--- start of Given records ---
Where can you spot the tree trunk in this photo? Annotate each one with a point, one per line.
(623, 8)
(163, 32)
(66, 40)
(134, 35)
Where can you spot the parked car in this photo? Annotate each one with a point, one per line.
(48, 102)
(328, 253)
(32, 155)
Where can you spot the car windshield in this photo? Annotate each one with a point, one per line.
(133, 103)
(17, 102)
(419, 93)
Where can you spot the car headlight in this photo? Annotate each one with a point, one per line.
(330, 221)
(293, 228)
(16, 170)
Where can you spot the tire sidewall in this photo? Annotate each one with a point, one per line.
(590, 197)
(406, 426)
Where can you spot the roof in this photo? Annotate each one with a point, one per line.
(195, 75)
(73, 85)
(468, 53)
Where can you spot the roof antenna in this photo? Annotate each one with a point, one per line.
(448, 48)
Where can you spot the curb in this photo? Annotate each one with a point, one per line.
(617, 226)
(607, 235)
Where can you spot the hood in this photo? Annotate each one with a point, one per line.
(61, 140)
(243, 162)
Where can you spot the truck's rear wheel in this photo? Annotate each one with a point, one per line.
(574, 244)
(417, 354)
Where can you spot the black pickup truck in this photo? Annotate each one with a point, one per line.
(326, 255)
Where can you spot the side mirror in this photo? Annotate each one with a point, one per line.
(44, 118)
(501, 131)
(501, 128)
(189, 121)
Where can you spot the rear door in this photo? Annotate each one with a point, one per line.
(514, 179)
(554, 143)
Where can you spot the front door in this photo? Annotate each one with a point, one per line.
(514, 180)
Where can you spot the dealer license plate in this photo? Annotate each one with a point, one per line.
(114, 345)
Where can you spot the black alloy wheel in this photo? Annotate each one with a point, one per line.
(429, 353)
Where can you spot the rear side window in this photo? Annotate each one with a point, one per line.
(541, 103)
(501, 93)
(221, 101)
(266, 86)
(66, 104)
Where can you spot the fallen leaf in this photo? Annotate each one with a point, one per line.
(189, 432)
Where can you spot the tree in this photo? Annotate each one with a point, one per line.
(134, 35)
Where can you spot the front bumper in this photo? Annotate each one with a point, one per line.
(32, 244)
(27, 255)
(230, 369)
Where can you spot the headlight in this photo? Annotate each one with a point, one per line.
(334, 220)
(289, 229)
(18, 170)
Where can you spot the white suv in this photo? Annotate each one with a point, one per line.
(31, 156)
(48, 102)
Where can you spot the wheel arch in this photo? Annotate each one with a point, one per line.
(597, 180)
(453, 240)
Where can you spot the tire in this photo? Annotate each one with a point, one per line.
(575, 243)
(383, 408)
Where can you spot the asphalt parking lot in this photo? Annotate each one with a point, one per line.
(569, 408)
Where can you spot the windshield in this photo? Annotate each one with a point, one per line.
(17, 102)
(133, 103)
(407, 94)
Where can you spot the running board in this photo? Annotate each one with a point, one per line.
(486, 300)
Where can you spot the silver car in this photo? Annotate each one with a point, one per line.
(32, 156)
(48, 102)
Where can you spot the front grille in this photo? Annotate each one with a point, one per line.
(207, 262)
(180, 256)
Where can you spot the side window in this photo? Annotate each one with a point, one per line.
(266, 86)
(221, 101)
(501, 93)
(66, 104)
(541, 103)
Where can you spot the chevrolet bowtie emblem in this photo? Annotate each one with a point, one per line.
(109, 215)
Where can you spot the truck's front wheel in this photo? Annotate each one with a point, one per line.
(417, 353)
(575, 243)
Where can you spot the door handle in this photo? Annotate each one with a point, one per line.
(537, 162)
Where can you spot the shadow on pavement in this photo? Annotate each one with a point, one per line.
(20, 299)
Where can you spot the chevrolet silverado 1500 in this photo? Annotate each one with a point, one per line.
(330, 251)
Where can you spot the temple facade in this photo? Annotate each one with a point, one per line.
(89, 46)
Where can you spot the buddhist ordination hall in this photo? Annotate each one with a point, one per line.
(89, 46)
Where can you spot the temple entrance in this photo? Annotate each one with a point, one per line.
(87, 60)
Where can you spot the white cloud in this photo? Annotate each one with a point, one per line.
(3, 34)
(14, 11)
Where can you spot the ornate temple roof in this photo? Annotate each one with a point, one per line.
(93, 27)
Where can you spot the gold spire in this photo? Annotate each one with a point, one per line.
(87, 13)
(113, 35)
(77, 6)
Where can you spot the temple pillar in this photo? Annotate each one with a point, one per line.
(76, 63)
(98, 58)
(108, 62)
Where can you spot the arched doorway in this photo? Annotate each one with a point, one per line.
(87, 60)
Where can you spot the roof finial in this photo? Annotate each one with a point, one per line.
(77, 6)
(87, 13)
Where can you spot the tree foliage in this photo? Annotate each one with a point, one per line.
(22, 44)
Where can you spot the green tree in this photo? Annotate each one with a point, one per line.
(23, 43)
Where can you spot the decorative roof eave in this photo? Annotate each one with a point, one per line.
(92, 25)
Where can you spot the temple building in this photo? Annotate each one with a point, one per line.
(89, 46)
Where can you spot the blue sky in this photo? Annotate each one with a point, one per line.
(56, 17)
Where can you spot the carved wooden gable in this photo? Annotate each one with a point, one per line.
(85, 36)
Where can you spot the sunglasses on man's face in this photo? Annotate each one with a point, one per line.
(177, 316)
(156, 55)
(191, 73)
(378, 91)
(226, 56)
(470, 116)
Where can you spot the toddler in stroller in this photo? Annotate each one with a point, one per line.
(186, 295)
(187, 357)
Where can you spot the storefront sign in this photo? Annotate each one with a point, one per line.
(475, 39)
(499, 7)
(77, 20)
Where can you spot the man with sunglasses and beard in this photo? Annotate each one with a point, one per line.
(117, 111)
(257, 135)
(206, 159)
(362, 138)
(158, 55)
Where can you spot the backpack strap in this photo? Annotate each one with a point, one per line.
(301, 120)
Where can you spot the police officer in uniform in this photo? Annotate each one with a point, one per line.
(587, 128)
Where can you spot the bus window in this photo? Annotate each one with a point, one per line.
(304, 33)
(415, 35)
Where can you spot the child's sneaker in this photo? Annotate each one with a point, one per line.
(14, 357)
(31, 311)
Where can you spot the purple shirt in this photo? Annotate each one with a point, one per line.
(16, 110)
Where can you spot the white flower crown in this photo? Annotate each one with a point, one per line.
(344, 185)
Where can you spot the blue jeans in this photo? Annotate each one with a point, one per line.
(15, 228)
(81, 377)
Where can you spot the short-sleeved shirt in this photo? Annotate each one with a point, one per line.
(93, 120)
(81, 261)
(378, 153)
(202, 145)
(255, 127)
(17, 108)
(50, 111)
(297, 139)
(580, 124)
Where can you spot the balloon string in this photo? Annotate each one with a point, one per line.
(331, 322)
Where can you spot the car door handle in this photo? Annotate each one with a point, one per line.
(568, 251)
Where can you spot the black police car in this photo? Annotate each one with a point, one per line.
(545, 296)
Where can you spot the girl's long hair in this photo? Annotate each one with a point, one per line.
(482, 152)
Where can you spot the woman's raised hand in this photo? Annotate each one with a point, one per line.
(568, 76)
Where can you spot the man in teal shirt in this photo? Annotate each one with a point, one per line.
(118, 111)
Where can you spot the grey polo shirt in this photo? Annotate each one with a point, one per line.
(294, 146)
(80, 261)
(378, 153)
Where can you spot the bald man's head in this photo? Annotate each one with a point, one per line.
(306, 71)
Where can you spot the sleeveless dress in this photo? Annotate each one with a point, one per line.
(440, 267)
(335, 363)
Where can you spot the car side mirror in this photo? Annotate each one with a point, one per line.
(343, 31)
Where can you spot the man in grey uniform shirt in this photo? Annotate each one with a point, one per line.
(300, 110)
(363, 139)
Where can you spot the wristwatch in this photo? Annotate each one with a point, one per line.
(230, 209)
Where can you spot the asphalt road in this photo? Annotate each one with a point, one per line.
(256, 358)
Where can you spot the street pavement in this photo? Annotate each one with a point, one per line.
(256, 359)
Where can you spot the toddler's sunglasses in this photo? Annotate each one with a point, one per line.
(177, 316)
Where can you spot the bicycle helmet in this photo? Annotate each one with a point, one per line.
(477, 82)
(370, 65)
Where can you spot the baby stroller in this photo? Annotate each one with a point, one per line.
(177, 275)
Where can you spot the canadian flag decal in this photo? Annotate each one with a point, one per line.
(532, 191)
--- end of Given records ---
Given problem
Rewrite only the part of the records that runs from the line containing "Where can you spot the man in grey" through the end of the records, raising every coordinate in the answers by 42 and keeping the request lines unchanged.

Answer below
Where can you spot the man in grey uniform shirt in this photo? Annotate each one with a point, one per line.
(342, 152)
(405, 181)
Where can you spot the wristwatch in this photo? Annotate each one with a point, one per line.
(272, 251)
Where can you spot the asphalt road in this photo? Annotate each one with a point, one per line.
(298, 400)
Where can you spot the street pavement in this photo? Annotate each one with a point, one per line.
(298, 401)
Where can you spot the toddler's sunglasses in this photo? Annotate each one with a point, one per line.
(219, 358)
Where can you spot the bicycle helmet in this photo? Annotate each one with a point, one per line.
(519, 124)
(412, 107)
Where can you spot the baby stroller in this photo? Annotate each one with a point, one per line.
(219, 317)
Where can you spot the canadian flag decal in this photo? Annotate each one with a point, one per line.
(574, 233)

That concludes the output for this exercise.